Please solve the equality of this function. Let $f,g,h:\mathbb R\to \mathbb R$. Show that:
$$
(f+g)\circ h = f\circ h + g \circ h
$$  
$$
(f\cdot g)\circ h = (f\circ h)\cdot(g \circ h)
$$
I know that $(f+g)(x)=f(x)+g(x)$.
But I don't know how to start. 
 A: It is enough to expand the definitions, for example:
\begin{align}
(f\cdot g)(x) &= f(x) \cdot g(x) \tag{$\spadesuit$} \\
(f \circ g)(x) &= f\big(g(x)\big) \tag{$\clubsuit$} \\
\big((f\cdot g)\circ h\big)(x) 
  &\stackrel{\clubsuit^\to}= (f \cdot g)\big(h(x)\big) \\
  &\stackrel{\spadesuit^\to}= f\big(h(x)\big)\cdot g\big(h(x)\big) \\
  &\stackrel{\clubsuit^\gets}= (f \circ h)(x) \cdot (g \circ h)(x) \\
  &\stackrel{\spadesuit^\gets}= \big((f\circ h) \cdot (g \circ h)\big)(x)
\end{align}
For the first equation it is almost the same.
I hope this helps $\ddot\smile$
A: Two functions $f$ and $g$ are defined to be equal when $f(x) = g(x)$ for every $x$ in their domain.
In your exercise, to show that $(f + g) \circ h = f \circ h + g \circ h$, you need to show that
$$((f+g) \circ h)(x) = (f \circ h + g \circ h)(x)$$
for all $x \in \mathbb{R}$.
If you systematically use the general definitions of $f+g$, $fg$ and $f \circ g$, then this should be straightforward. For instance, using the definitions we get that
$$((f+g) \circ h)(x) = (f+g)(h(x)) = f(h(x)) + g(h(x))$$

Dataset rows on where objects appear:
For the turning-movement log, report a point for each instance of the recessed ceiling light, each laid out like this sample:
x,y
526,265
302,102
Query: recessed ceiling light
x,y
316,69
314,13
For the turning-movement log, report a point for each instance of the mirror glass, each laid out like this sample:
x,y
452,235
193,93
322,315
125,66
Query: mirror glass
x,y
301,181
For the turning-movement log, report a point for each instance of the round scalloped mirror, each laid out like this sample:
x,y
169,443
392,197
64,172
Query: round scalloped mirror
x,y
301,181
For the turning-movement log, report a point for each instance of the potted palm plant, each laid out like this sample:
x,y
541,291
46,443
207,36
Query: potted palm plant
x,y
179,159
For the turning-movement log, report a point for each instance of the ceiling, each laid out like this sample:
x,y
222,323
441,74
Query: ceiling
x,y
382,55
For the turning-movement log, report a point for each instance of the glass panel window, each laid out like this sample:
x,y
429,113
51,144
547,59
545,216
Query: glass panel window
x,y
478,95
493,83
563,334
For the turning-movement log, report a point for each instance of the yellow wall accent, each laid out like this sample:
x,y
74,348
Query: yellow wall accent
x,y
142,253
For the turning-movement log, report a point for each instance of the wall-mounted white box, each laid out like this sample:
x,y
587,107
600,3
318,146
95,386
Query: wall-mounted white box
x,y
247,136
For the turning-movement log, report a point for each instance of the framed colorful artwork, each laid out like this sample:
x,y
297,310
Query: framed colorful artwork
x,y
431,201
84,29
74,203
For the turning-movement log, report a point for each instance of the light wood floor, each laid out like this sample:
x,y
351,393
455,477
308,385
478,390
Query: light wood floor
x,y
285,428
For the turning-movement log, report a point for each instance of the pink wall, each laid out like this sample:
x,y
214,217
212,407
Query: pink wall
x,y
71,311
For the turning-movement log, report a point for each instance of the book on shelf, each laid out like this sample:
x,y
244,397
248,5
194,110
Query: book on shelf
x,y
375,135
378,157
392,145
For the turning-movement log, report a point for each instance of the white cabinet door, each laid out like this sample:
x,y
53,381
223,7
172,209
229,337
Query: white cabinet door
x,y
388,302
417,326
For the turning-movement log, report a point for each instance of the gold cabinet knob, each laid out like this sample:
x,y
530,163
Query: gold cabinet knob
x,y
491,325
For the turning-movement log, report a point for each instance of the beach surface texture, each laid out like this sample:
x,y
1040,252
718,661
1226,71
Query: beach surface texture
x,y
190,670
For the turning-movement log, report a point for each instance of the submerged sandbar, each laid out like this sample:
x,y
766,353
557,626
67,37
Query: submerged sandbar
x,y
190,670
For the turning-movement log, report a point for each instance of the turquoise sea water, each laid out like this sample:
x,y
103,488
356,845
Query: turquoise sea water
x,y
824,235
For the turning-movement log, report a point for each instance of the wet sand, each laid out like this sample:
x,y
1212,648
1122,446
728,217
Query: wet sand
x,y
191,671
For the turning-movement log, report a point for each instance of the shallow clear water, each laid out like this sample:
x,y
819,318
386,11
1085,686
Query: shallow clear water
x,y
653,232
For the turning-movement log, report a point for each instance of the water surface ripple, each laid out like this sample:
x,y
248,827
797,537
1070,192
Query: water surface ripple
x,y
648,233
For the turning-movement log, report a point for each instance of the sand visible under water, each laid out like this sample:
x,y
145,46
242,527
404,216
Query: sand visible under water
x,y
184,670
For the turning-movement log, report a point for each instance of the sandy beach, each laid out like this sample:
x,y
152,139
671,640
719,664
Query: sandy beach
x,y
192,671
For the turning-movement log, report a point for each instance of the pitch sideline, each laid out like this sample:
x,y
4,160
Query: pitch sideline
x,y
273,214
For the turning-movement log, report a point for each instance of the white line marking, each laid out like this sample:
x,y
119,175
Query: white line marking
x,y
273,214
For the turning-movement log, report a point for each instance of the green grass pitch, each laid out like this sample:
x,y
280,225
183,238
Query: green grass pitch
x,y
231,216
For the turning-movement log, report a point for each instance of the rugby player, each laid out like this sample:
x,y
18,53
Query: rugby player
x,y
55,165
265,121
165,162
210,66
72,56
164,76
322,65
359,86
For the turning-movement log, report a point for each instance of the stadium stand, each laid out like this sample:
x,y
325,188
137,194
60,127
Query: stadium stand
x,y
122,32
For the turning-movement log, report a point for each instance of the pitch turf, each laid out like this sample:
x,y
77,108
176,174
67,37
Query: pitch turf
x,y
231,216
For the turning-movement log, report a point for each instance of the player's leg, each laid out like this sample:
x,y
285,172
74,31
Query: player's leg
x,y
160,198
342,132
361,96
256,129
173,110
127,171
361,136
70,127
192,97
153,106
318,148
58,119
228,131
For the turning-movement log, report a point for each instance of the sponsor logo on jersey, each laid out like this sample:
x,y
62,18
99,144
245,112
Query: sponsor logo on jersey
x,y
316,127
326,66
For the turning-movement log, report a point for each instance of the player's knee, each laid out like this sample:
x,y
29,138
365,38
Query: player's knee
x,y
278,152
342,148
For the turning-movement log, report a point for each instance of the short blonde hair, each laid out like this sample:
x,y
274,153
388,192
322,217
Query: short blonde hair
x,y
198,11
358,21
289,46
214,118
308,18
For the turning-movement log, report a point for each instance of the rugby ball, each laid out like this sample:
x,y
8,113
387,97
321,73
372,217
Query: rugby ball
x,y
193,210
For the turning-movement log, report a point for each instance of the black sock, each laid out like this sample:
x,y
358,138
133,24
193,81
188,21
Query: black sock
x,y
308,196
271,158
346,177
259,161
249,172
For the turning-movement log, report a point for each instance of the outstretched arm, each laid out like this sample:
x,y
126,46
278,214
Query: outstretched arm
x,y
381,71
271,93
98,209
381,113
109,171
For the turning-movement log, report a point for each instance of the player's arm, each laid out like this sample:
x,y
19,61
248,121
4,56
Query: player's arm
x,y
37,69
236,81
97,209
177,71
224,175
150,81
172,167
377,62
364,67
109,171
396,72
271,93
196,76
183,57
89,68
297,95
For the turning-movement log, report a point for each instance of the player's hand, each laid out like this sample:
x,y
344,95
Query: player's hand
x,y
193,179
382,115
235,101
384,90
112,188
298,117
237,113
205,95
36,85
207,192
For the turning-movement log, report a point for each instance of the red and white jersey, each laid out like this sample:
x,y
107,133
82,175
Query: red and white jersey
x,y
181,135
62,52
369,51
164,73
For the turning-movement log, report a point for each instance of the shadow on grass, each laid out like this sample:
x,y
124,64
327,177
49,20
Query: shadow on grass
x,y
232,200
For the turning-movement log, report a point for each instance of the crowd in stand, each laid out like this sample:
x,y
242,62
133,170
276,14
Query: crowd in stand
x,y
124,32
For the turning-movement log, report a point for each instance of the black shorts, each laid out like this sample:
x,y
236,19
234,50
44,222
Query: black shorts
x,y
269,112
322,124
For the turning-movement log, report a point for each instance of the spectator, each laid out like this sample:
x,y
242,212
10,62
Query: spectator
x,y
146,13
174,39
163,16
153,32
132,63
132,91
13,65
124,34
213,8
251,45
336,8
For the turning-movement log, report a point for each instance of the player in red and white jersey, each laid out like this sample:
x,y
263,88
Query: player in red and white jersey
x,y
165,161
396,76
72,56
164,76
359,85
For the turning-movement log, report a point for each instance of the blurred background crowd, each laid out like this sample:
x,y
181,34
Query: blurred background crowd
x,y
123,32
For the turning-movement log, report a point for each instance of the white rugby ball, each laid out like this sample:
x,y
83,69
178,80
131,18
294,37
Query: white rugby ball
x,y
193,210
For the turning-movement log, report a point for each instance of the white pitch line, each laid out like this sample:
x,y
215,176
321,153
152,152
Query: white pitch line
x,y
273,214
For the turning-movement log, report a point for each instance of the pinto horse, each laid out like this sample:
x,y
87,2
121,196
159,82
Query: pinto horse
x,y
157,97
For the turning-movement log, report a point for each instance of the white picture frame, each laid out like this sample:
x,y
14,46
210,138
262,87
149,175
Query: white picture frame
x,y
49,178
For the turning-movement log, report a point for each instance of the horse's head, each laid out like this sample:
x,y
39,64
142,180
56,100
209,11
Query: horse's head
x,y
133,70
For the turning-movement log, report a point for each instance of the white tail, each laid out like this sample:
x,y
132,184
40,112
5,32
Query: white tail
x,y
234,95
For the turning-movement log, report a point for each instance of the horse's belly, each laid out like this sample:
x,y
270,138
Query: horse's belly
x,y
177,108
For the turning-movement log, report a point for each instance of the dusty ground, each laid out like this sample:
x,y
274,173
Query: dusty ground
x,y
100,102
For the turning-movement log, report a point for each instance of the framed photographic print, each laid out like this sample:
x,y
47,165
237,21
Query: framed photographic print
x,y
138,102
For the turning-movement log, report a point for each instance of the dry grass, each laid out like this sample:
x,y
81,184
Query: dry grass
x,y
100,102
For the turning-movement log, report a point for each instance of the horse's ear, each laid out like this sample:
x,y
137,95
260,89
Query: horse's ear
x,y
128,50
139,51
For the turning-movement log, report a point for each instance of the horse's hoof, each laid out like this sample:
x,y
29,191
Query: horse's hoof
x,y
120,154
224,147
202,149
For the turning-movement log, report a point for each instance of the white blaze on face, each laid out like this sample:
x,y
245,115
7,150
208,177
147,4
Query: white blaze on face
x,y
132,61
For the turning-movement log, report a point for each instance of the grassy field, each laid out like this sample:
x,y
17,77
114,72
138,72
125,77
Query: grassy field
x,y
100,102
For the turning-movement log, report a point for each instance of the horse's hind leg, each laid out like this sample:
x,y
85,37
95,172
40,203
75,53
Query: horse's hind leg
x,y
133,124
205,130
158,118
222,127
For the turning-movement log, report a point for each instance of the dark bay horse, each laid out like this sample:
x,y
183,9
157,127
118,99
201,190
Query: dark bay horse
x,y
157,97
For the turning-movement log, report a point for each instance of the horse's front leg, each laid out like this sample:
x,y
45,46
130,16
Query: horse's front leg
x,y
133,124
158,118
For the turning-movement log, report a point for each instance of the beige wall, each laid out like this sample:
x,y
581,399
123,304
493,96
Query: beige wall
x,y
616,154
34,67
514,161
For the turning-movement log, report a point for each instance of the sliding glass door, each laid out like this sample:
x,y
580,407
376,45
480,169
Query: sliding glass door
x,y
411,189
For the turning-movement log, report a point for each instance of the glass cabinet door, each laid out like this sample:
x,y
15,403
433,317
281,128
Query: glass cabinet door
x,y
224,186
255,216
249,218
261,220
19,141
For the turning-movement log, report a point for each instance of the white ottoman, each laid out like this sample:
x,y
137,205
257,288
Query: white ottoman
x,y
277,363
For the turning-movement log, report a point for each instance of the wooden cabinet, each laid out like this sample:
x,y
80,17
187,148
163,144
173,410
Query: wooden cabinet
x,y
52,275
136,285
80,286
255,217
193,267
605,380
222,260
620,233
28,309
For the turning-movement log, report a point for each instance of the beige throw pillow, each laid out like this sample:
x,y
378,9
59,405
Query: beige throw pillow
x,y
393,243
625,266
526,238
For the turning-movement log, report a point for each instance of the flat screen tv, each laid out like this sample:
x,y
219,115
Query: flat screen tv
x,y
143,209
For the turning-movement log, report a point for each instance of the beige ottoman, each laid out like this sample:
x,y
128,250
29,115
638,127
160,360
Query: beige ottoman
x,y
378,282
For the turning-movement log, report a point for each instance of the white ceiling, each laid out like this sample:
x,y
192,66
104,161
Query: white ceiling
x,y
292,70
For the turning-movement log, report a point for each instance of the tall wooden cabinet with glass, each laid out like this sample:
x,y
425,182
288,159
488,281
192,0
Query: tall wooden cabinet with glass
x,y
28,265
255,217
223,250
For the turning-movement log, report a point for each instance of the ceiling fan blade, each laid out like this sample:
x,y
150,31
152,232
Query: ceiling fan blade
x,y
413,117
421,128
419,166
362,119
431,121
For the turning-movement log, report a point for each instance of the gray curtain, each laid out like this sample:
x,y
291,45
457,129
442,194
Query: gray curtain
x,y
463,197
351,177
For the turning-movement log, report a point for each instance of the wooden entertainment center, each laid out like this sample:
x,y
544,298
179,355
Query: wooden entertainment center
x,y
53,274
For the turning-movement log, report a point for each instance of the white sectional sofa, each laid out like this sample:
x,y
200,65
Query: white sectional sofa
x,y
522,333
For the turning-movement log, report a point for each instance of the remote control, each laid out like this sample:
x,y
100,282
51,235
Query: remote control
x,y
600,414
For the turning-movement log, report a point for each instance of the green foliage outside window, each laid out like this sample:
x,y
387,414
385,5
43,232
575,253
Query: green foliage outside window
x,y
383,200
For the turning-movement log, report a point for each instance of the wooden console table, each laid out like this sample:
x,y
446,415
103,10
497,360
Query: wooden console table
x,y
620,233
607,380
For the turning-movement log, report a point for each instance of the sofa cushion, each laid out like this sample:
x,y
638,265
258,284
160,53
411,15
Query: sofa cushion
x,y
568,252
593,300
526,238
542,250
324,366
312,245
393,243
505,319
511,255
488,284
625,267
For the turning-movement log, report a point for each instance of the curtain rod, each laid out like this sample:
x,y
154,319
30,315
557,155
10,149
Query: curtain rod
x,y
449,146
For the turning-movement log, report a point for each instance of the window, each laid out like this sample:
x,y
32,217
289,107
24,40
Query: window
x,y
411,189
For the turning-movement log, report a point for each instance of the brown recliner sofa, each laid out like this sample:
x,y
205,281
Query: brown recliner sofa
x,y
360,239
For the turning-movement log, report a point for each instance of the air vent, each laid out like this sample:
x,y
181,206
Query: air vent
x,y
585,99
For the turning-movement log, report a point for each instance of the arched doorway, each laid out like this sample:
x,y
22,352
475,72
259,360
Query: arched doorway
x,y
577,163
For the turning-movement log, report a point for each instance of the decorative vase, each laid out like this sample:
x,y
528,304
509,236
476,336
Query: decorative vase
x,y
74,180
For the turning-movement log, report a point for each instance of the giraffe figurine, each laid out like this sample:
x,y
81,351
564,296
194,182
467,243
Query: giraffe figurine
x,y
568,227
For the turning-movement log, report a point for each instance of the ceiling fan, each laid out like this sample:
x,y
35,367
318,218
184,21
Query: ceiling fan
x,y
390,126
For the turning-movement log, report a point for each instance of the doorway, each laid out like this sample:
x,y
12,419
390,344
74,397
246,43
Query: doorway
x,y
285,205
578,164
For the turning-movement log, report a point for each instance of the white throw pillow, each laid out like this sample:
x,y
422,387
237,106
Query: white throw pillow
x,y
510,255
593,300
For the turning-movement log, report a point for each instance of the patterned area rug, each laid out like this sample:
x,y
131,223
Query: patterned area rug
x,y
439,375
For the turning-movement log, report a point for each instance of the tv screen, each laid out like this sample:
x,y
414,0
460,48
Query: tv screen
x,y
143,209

Objective » Restate the paragraph of the forum thread that begins "In your exercise, to show that" as one shorter sentence that keeps its main facts.

Solution to this problem » To prove (f + g) ∘ h = f ∘ h + g ∘ h, show that ((f + g) ∘ h)(x) = (f ∘ h + g ∘ h)(x) for every real x.